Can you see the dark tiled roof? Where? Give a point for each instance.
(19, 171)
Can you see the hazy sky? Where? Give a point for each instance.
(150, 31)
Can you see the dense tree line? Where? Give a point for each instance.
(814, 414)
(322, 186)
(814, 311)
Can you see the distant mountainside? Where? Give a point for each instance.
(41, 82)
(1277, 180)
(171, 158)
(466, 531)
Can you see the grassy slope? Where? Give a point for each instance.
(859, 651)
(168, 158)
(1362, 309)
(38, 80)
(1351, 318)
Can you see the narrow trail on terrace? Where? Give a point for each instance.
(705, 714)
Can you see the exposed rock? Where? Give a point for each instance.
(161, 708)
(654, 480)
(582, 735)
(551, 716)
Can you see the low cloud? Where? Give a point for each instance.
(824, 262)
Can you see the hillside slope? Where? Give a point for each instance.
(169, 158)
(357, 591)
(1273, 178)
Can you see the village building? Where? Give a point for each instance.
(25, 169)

:: EXERCISE DETAILS ::
Write out every item above again, word for word.

:: THE ANSWER ::
Can you see the dark tiled roof? Where? Give a point for each instance.
(19, 171)
Can you see the hazy sky? Where? Give a point for each instance.
(150, 31)
Can you see the dense tree line? Where? Give a point for each instance.
(814, 414)
(322, 186)
(814, 311)
Can you see the distant mountainside? Where? Give a point for each instance.
(41, 82)
(1277, 180)
(171, 158)
(466, 531)
Can you see the grassy slope? Where? Give a point for each instance.
(859, 651)
(168, 158)
(1362, 309)
(38, 80)
(1351, 318)
Can you see the narrow trail on terrace? Where? Give a point for each instance.
(705, 714)
Can you see the exposed rock? Where? Give a point for each instance.
(161, 708)
(654, 480)
(582, 735)
(551, 716)
Can you see the low cloud? Where? Give a point for each instance.
(824, 262)
Can you see the hillside slope? Where? Give a point for each instance.
(169, 158)
(357, 591)
(1273, 178)
Can you see the village building? Where? Give a point for each instance.
(25, 169)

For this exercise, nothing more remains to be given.